Coordinate annotation entries
►
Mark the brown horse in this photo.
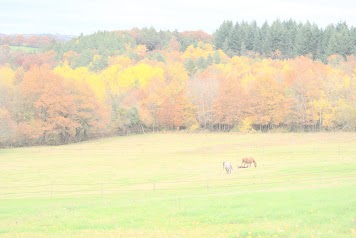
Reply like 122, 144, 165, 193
240, 157, 257, 168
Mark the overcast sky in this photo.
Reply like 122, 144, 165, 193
0, 0, 356, 35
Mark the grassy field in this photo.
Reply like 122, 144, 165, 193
0, 133, 356, 238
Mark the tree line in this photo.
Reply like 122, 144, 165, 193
214, 20, 356, 62
0, 22, 356, 146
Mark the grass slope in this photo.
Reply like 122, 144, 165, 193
0, 133, 356, 237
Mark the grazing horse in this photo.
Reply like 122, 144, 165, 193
240, 157, 257, 168
223, 162, 233, 174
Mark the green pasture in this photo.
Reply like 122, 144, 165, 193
0, 133, 356, 237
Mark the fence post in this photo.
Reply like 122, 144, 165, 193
51, 182, 53, 199
100, 182, 103, 198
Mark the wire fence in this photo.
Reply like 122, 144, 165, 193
0, 144, 356, 199
0, 173, 356, 199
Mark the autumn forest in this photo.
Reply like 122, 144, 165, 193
0, 20, 356, 147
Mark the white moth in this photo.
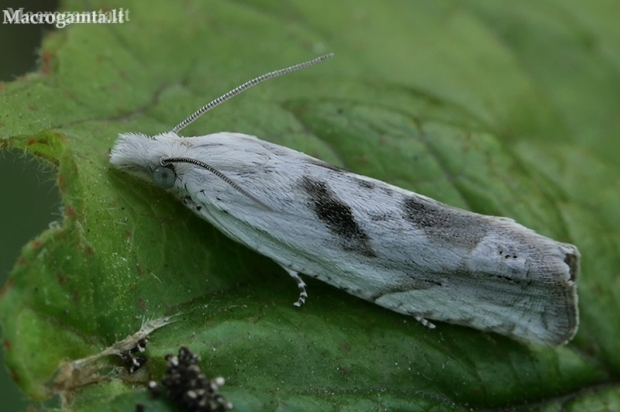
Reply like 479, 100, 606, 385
110, 55, 579, 345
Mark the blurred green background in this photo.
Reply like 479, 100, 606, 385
0, 0, 60, 412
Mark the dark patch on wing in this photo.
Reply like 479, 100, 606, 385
401, 196, 491, 249
355, 179, 375, 190
306, 157, 348, 172
300, 177, 377, 257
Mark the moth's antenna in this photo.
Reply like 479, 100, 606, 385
171, 53, 334, 133
160, 157, 272, 210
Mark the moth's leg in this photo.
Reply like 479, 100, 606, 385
414, 315, 435, 329
280, 265, 308, 307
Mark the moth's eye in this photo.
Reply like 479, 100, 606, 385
153, 166, 176, 189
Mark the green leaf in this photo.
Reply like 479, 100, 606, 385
0, 0, 620, 411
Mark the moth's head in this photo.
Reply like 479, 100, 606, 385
110, 133, 191, 189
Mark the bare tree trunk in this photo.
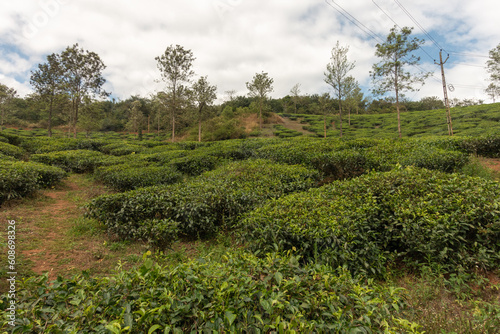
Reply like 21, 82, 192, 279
48, 96, 54, 137
172, 111, 175, 143
339, 96, 342, 138
198, 111, 201, 142
259, 99, 262, 131
323, 115, 326, 139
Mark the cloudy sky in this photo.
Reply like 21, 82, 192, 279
0, 0, 500, 102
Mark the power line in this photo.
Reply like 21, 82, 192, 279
394, 0, 446, 51
325, 0, 439, 81
449, 51, 489, 58
325, 0, 384, 43
452, 62, 487, 68
372, 0, 435, 60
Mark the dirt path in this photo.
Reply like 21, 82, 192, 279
0, 175, 144, 280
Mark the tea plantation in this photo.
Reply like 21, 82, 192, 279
0, 127, 500, 333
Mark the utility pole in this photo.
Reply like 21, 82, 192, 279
434, 50, 453, 136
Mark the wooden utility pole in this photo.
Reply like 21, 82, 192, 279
434, 50, 453, 136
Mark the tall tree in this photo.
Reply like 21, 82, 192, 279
318, 93, 332, 139
370, 26, 429, 138
246, 72, 274, 130
78, 97, 103, 138
290, 83, 300, 113
61, 44, 109, 138
0, 83, 17, 131
155, 45, 196, 142
486, 44, 500, 102
126, 100, 145, 136
325, 41, 355, 137
192, 76, 217, 142
30, 53, 64, 137
346, 80, 363, 126
485, 82, 500, 103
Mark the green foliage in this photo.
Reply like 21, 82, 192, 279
273, 124, 302, 138
100, 141, 144, 156
95, 164, 182, 191
169, 152, 222, 176
87, 160, 318, 243
256, 138, 469, 180
0, 142, 26, 159
0, 252, 419, 333
31, 150, 113, 173
239, 168, 500, 275
20, 137, 79, 154
0, 159, 66, 204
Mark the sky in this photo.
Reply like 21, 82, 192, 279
0, 0, 500, 102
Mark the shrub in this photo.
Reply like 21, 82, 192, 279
238, 168, 500, 275
169, 152, 222, 176
87, 160, 318, 243
0, 160, 66, 204
95, 164, 182, 191
20, 137, 79, 154
0, 142, 26, 159
100, 141, 144, 156
31, 150, 113, 173
0, 252, 419, 333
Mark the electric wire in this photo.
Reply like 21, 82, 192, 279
372, 0, 435, 60
394, 0, 446, 51
325, 0, 384, 43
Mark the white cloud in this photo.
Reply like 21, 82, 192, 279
0, 0, 500, 103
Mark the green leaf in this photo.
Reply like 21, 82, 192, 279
148, 325, 161, 334
274, 271, 283, 286
225, 311, 236, 326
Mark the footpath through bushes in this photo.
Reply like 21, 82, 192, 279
0, 251, 418, 333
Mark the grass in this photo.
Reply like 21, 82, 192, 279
0, 127, 500, 333
392, 271, 500, 334
280, 103, 500, 138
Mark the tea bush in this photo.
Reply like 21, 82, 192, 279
0, 251, 419, 333
169, 151, 222, 176
19, 137, 79, 154
238, 168, 500, 275
0, 160, 66, 204
31, 150, 114, 173
95, 164, 182, 191
87, 160, 318, 243
256, 139, 469, 180
100, 141, 144, 156
0, 142, 26, 159
273, 124, 302, 138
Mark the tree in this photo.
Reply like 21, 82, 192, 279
318, 93, 332, 139
0, 83, 17, 130
370, 26, 429, 138
30, 53, 64, 137
325, 41, 355, 137
486, 44, 500, 95
290, 83, 300, 113
61, 44, 109, 138
126, 100, 145, 135
78, 97, 103, 138
485, 82, 500, 103
192, 76, 217, 142
155, 45, 196, 142
246, 72, 274, 130
345, 80, 363, 126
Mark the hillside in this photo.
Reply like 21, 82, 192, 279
281, 103, 500, 138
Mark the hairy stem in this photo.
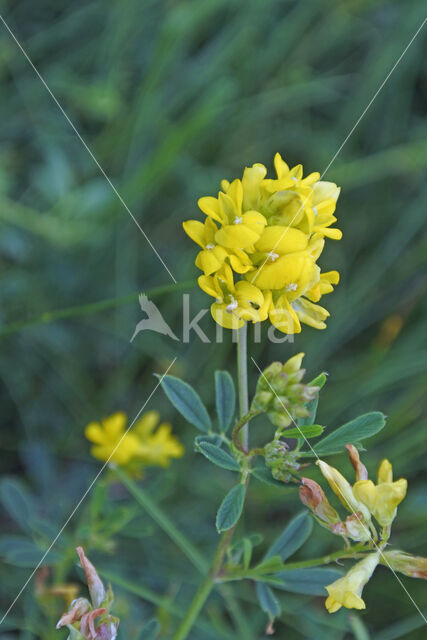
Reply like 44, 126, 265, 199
173, 324, 254, 640
237, 322, 249, 452
114, 467, 207, 573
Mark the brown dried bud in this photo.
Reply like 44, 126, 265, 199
56, 598, 91, 629
299, 478, 340, 527
76, 547, 106, 609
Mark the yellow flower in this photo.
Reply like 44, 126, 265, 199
353, 460, 408, 527
85, 411, 184, 467
198, 265, 264, 329
325, 551, 381, 613
183, 154, 342, 333
316, 460, 371, 529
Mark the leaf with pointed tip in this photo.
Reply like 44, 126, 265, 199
265, 511, 313, 561
196, 442, 240, 471
303, 411, 385, 457
157, 376, 212, 431
215, 371, 236, 432
216, 484, 245, 533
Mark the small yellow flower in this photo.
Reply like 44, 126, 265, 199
325, 551, 381, 613
183, 154, 342, 334
85, 411, 184, 467
316, 460, 371, 524
353, 460, 408, 527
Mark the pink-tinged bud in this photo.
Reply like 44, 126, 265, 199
381, 549, 427, 580
76, 547, 105, 609
331, 511, 371, 542
345, 444, 368, 480
56, 598, 90, 629
80, 608, 107, 640
299, 478, 340, 525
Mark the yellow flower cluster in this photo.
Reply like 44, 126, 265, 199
85, 411, 184, 468
300, 445, 408, 613
183, 153, 342, 334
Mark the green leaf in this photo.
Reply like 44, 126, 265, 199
256, 582, 281, 619
298, 373, 327, 427
0, 536, 61, 569
194, 434, 223, 451
265, 511, 313, 560
275, 567, 343, 596
157, 376, 212, 431
138, 618, 160, 640
196, 442, 240, 471
216, 484, 245, 533
249, 555, 284, 578
304, 411, 385, 457
282, 424, 325, 440
243, 538, 253, 571
252, 462, 297, 493
0, 478, 35, 529
215, 371, 236, 431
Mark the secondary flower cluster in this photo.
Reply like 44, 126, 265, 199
183, 153, 342, 334
85, 411, 184, 469
300, 445, 427, 613
56, 547, 120, 640
252, 353, 319, 430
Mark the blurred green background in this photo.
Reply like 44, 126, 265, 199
0, 0, 427, 640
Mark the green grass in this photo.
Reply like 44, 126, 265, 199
0, 0, 427, 640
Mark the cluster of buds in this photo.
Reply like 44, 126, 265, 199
299, 445, 427, 613
264, 439, 309, 482
252, 353, 319, 432
56, 547, 120, 640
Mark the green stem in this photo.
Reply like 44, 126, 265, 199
237, 322, 249, 452
174, 575, 214, 640
114, 467, 207, 573
173, 324, 249, 640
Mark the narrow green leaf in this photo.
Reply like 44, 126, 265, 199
265, 511, 313, 560
216, 484, 245, 533
243, 538, 252, 571
249, 554, 284, 577
138, 618, 160, 640
196, 442, 240, 471
256, 582, 281, 619
298, 373, 327, 427
215, 371, 236, 431
304, 411, 385, 457
157, 376, 212, 431
194, 434, 222, 451
283, 424, 325, 440
275, 567, 343, 596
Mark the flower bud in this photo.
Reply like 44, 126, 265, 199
299, 478, 340, 528
57, 547, 120, 640
345, 444, 368, 480
56, 598, 91, 629
252, 353, 319, 430
381, 549, 427, 580
264, 439, 304, 482
378, 459, 393, 484
316, 460, 371, 522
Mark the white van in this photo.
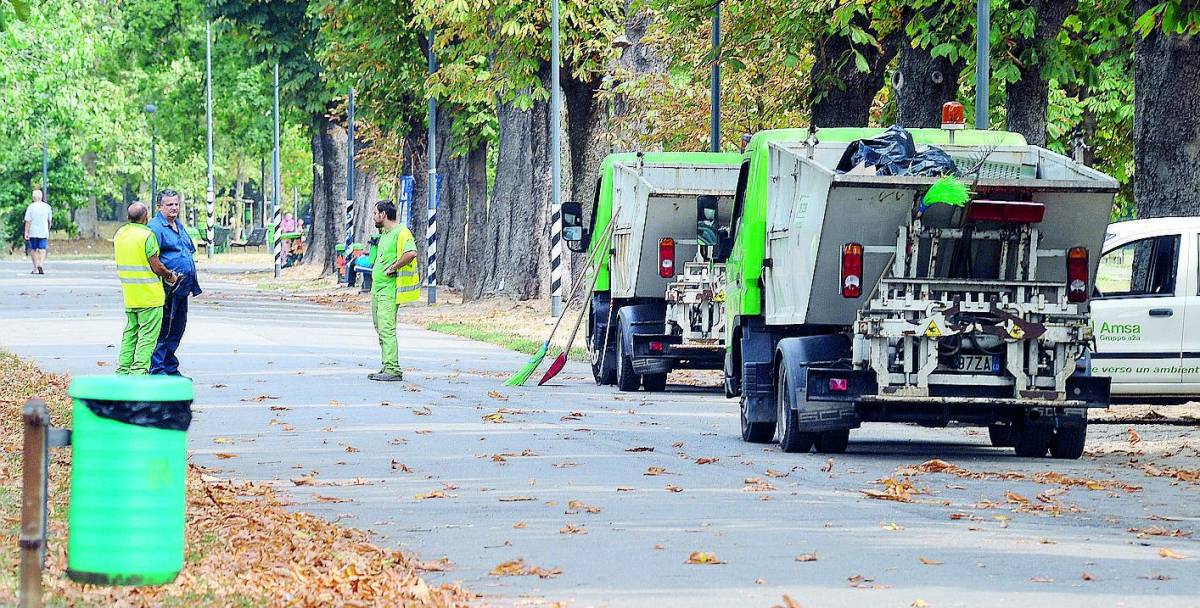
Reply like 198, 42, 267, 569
1091, 217, 1200, 399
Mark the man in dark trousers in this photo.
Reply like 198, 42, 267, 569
150, 189, 200, 375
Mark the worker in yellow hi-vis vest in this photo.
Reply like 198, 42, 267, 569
367, 200, 421, 383
113, 203, 179, 375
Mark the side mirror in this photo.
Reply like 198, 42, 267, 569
696, 195, 719, 247
562, 201, 589, 253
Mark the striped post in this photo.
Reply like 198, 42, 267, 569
550, 0, 563, 319
425, 183, 438, 303
346, 88, 354, 251
204, 190, 217, 258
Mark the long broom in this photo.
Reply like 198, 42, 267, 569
538, 255, 600, 386
504, 219, 617, 386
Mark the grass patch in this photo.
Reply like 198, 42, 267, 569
425, 323, 590, 361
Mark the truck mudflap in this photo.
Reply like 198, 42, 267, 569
630, 333, 725, 374
806, 368, 1112, 408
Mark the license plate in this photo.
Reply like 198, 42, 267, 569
956, 355, 1000, 374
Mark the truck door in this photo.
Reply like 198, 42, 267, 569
1180, 231, 1200, 395
1092, 234, 1189, 395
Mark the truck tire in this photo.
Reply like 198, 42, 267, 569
1050, 420, 1087, 460
617, 336, 642, 392
988, 425, 1014, 447
1013, 425, 1054, 458
738, 397, 775, 444
775, 366, 817, 453
816, 428, 850, 453
642, 372, 667, 392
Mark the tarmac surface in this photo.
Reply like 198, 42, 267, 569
0, 260, 1200, 608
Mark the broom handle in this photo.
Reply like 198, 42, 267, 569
546, 218, 617, 345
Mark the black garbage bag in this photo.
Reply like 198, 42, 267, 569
838, 125, 958, 177
84, 399, 192, 431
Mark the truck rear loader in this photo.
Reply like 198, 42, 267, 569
725, 128, 1117, 458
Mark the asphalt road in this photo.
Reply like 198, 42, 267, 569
0, 261, 1200, 608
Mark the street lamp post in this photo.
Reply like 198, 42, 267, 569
144, 103, 158, 213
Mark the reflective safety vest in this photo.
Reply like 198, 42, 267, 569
396, 225, 421, 305
113, 223, 167, 308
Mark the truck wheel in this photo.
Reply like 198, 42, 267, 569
642, 373, 667, 392
775, 366, 816, 453
738, 397, 775, 444
1013, 425, 1054, 458
988, 425, 1014, 447
617, 337, 642, 392
816, 428, 850, 453
1050, 420, 1087, 460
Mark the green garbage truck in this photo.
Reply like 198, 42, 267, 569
563, 152, 742, 391
724, 127, 1117, 458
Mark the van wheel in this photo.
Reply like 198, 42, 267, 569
617, 336, 642, 392
988, 425, 1014, 447
1013, 425, 1054, 458
816, 428, 850, 453
775, 365, 816, 453
738, 397, 775, 444
1050, 420, 1087, 460
642, 373, 667, 392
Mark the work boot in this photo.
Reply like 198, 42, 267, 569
367, 372, 404, 383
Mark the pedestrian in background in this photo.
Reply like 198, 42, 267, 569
113, 203, 179, 375
367, 200, 421, 383
150, 189, 202, 375
25, 189, 53, 275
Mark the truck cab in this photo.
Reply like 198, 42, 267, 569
1092, 217, 1200, 401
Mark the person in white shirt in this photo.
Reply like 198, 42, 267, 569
25, 189, 50, 275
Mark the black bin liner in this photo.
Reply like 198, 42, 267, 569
838, 125, 959, 177
83, 399, 192, 431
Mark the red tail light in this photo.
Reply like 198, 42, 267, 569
967, 200, 1046, 224
659, 239, 674, 278
1067, 247, 1088, 302
841, 242, 863, 297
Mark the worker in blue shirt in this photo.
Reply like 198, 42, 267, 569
150, 189, 200, 375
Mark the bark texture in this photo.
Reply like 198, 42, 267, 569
810, 16, 904, 127
468, 65, 551, 300
1004, 0, 1079, 146
892, 7, 965, 128
1133, 0, 1200, 217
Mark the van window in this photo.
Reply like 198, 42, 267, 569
730, 161, 750, 239
1096, 235, 1180, 297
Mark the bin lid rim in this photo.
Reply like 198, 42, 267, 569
67, 375, 196, 402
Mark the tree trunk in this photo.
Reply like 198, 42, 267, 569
810, 16, 904, 127
76, 152, 100, 239
469, 65, 551, 300
1004, 0, 1079, 146
893, 8, 964, 128
1133, 0, 1200, 218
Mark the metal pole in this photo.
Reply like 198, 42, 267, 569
346, 86, 354, 251
976, 0, 991, 130
18, 398, 50, 608
708, 1, 721, 152
42, 137, 50, 203
550, 0, 563, 319
271, 64, 283, 278
425, 30, 438, 305
204, 22, 217, 258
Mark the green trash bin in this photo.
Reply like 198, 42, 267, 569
67, 375, 194, 585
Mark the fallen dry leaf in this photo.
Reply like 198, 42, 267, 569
1158, 547, 1188, 560
686, 550, 725, 565
558, 524, 588, 534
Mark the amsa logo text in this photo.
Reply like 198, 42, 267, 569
1092, 320, 1141, 342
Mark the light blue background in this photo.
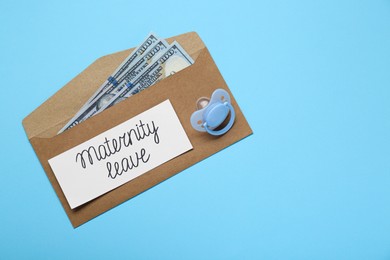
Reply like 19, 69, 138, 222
0, 0, 390, 259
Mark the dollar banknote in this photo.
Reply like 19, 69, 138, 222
95, 42, 194, 111
79, 33, 160, 107
59, 34, 169, 133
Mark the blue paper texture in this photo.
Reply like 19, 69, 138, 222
0, 0, 390, 259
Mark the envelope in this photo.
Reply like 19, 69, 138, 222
23, 32, 252, 227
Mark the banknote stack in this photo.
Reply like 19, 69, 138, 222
58, 33, 194, 133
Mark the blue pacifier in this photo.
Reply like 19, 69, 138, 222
191, 89, 236, 135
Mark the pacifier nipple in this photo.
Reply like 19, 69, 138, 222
196, 97, 210, 110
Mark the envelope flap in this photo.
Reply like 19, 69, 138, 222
23, 32, 205, 139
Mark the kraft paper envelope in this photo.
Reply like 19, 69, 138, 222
23, 32, 252, 227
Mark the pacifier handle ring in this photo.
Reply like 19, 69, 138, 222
203, 102, 236, 135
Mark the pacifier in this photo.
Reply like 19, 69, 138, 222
191, 89, 236, 135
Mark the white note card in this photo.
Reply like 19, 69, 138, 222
49, 100, 192, 209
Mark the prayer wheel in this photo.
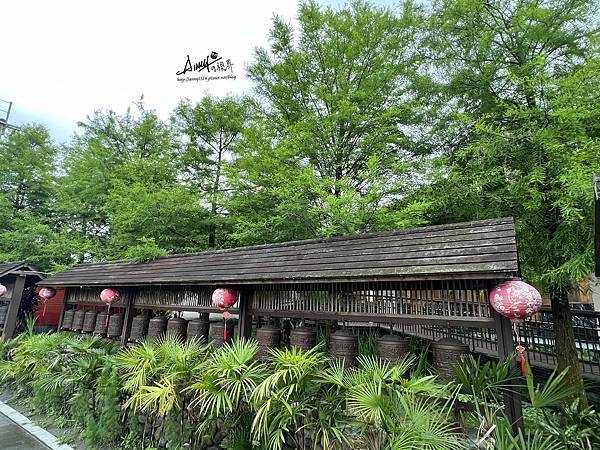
◄
Locate each line in the data above that contains the word "truck", with case taken into account, and copy those lines.

Result for this task.
Mark the truck mudflap in this photo.
Mark the truck door in this photo.
Mark the truck tire in this photo.
Mark the truck rear loader in this photo.
Mark the truck wheel in this photo.
Mark the green garbage truck in this photo.
Mark the truck cab in this photo.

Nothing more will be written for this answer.